→ **Material provided**:

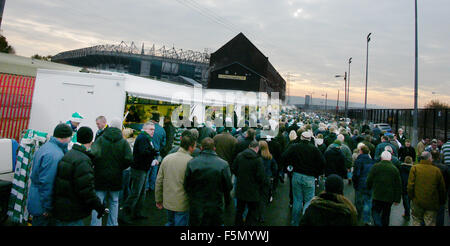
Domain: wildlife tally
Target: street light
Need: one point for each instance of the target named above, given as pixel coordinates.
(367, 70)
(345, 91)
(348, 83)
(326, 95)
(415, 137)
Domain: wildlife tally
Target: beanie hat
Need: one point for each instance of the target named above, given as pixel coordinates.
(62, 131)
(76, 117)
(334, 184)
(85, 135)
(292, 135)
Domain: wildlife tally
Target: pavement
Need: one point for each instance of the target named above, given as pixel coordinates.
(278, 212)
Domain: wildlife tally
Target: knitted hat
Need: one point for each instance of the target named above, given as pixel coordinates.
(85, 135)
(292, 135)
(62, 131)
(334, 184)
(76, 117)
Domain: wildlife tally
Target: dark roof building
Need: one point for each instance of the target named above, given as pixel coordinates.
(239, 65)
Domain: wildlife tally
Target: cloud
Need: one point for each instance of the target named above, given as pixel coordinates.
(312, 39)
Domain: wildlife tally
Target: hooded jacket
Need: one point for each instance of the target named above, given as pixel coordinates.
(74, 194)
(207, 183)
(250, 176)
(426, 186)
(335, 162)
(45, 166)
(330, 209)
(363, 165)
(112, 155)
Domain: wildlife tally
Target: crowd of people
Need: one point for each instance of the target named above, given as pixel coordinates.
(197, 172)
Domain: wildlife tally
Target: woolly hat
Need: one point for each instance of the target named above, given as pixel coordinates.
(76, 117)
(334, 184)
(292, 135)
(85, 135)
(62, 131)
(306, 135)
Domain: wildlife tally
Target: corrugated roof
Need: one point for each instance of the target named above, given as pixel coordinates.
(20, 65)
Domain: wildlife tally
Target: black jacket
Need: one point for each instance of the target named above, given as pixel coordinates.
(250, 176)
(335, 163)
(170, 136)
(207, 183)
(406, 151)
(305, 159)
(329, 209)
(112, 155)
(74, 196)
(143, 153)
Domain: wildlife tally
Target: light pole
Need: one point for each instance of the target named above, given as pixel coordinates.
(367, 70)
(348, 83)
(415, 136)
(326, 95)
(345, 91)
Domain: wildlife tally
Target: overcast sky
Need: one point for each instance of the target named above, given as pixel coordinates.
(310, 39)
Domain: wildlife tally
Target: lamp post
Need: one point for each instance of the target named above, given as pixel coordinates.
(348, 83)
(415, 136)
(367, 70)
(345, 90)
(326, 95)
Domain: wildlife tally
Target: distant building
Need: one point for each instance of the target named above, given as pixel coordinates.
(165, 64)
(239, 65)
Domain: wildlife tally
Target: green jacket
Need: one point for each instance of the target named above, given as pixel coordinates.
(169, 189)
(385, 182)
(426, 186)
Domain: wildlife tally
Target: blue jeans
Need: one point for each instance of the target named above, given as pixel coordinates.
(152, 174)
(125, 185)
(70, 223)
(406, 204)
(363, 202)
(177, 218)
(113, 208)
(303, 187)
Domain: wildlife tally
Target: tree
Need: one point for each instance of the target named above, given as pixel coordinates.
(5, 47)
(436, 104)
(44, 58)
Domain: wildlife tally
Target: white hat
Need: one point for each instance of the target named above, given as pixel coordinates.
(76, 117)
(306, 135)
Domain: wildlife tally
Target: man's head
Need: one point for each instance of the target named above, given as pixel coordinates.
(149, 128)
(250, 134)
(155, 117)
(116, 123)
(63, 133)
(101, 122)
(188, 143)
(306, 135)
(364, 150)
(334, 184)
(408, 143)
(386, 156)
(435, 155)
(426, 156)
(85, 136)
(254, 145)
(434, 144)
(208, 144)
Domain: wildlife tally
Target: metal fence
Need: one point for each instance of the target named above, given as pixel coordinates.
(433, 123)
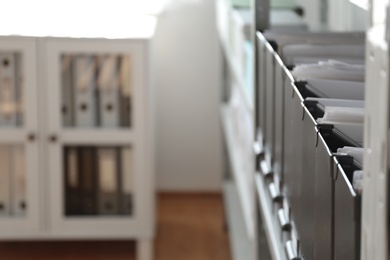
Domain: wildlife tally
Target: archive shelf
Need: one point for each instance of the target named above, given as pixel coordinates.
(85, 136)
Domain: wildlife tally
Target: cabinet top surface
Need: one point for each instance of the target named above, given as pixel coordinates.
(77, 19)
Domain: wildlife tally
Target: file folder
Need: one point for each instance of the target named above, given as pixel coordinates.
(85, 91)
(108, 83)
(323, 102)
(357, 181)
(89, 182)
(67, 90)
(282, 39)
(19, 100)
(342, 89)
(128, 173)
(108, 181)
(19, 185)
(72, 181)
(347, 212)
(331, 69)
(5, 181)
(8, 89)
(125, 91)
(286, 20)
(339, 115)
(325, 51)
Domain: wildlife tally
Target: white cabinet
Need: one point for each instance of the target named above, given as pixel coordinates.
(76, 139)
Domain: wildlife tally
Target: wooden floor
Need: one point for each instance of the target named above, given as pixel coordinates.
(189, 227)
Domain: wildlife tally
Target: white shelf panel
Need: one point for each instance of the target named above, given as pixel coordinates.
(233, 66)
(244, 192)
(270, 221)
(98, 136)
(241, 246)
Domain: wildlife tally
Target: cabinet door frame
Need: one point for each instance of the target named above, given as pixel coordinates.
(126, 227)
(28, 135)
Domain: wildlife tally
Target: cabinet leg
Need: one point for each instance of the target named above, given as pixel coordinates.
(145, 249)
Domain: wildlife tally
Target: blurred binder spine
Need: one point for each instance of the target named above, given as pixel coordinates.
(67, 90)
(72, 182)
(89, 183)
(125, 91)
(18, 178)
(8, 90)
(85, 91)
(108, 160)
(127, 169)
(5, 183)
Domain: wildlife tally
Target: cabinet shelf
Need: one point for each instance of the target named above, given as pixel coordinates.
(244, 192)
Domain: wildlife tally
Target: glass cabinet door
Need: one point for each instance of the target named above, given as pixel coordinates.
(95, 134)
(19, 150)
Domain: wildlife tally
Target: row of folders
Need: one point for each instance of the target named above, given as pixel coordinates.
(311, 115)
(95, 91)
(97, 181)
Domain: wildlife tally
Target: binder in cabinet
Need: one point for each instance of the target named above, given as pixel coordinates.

→ **Exercise aim**:
Reproduce every record above exactly, omitting the pictures.

→ **Expected answer**:
Domain: wildlife tally
Target: street light
Need: one point for each instance of the target named above, given as pixel coordinates.
(367, 70)
(345, 91)
(348, 83)
(326, 95)
(415, 137)
Domain: wildlife tally
Target: beanie hat
Need: one point for each instance of the target named above, given as pixel coordinates.
(62, 131)
(76, 117)
(334, 184)
(85, 135)
(292, 135)
Domain: wildlife tally
Target: pavement
Need: one point for each instance of the target named above, given as pixel coordinates.
(278, 212)
Domain: wildlife tally
Target: knitted hat
Need: one point for each instance of the target named above, given as pixel coordinates.
(85, 135)
(292, 135)
(62, 131)
(334, 184)
(76, 117)
Domain: wildlife tally
Target: dark roof building
Need: one point for each instance of the target named above, given as pixel coordinates.
(239, 65)
Domain: wildlife tally
Target: cloud
Need: one point for each instance of the target named above, given as pixel coordinates.
(312, 39)
Domain: wildlife tally
Target: hooded jacket
Need: one point for each instance of the target named above, given as pixel coordinates.
(74, 194)
(207, 183)
(250, 176)
(426, 186)
(335, 162)
(45, 166)
(330, 209)
(363, 165)
(112, 155)
Domain: wildlife tally
Target: crowd of people
Need: one point for each instance of the target named above, given as pixel coordinates.
(197, 172)
Domain: wildlife tally
Target: woolly hat
Need: one point for each instance of the target named above, given as pixel coordinates.
(76, 117)
(334, 184)
(292, 135)
(85, 135)
(62, 131)
(306, 135)
Domain: wildlife tally
Target: corrugated roof
Need: one point for each instance of the target named above, given as pixel coordinates.
(20, 65)
Domain: wildlife tally
Target: black jacket
Need: one point for each instance of the target named above, given as pixel coordinates.
(250, 176)
(335, 163)
(170, 136)
(207, 183)
(406, 151)
(305, 159)
(329, 209)
(112, 155)
(74, 196)
(143, 153)
Domain: wildlife tally
Target: light pole
Need: one point for each instance of the target named above, given as pixel coordinates.
(367, 70)
(348, 83)
(415, 136)
(326, 95)
(345, 91)
Domain: wildlife tally
Target: overcast sky
Need: one point for each instance of the target named above, given as pixel coordinates.
(310, 39)
Domain: wildlife tally
Target: lamp post
Need: one point for each instance of the target named above, given as pixel coordinates.
(348, 83)
(415, 136)
(367, 70)
(345, 90)
(326, 95)
Domain: wildlife tally
Target: distant building
Need: one point for each instance of the target named above, given as pixel coordinates.
(165, 64)
(239, 65)
Domain: wildlife tally
Target: green jacket
Need: one point for each instance of the target named above, given as pixel coordinates.
(169, 189)
(385, 182)
(426, 186)
Domain: wildlife tally
Target: blue jeans
Need: one point for each instance of the target named above, given as pixel coordinates.
(152, 174)
(125, 185)
(70, 223)
(406, 204)
(363, 202)
(177, 218)
(113, 208)
(303, 187)
Domain: wildlife tally
Target: tree
Need: one point for each instance of the target named above, given as pixel coordinates.
(5, 47)
(436, 104)
(44, 58)
Domain: wildlife tally
Target: white hat
Need: one point for each instance of the target named above, given as pixel coordinates.
(76, 117)
(306, 135)
Domain: wildlife tally
Target: man's head
Need: one point for each instance of the target named above, given as pixel coordinates.
(149, 128)
(250, 134)
(155, 117)
(116, 123)
(63, 133)
(101, 122)
(188, 143)
(306, 135)
(364, 150)
(334, 184)
(408, 143)
(386, 156)
(435, 155)
(426, 156)
(85, 136)
(254, 145)
(434, 144)
(208, 144)
Domain: wildlife tally
Target: metal fence
Need: one point for each instance of the target named above, given as pixel coordinates.
(433, 123)
Domain: wildlife tally
Target: archive shelf
Need: one point for each instance of the target named above, given as pixel coordinates.
(85, 136)
Domain: wildlife tally
Target: cabinet top surface
Need: one point for each instance of the target named above, given as pixel coordinates.
(77, 19)
Domain: wildlife tally
Target: file folder
Need: one point for each instance of the target named above, given as pixel coordinates.
(85, 91)
(108, 83)
(323, 102)
(357, 181)
(89, 182)
(67, 90)
(282, 39)
(19, 100)
(342, 89)
(128, 173)
(108, 181)
(19, 185)
(72, 181)
(347, 212)
(331, 69)
(5, 181)
(8, 89)
(125, 91)
(286, 20)
(339, 115)
(325, 51)
Domain: wildlife tally
Target: white cabinet
Need: one point for each instance of the target named above, given as pixel coordinates.
(76, 139)
Domain: wildlife tally
Target: wooden floor
Need: one point for each instance of the target named above, given as pixel coordinates.
(189, 227)
Domain: wildlife tally
Target: white shelf panel
Need: one point for each instance of the target named above, given as pixel coordinates.
(233, 66)
(244, 192)
(270, 221)
(98, 136)
(241, 246)
Domain: wildlife tally
Target: cabinet door frame
Need: one point for each instance of the target named above, given as pixel coordinates.
(126, 227)
(28, 135)
Domain: wildlife tally
Target: cabinet leg
Need: one point for each instance of the target named above, given as pixel coordinates.
(145, 249)
Domain: wildlife tally
Target: blurred binder spine
Need: one point for each instance of the target named above, given as pixel coordinates.
(67, 90)
(72, 182)
(89, 183)
(125, 91)
(18, 178)
(8, 90)
(85, 91)
(108, 160)
(127, 169)
(5, 183)
Domain: wildlife tally
Target: cabinet shelf
Need: one point for each instance of the target named above, given as pixel coordinates.
(244, 192)
Domain: wildlife tally
Target: glass cabinet door
Need: one point for each instance of the target named above, given as pixel coordinates.
(95, 134)
(19, 150)
Domain: wildlife tally
Target: row of folders
Need: one point for each instance of the target named above, given as pixel coordinates.
(311, 115)
(95, 91)
(97, 181)
Domain: wildlife tally
Target: binder in cabinet
Need: one point for each instance of the target named above, given as pixel coordinates.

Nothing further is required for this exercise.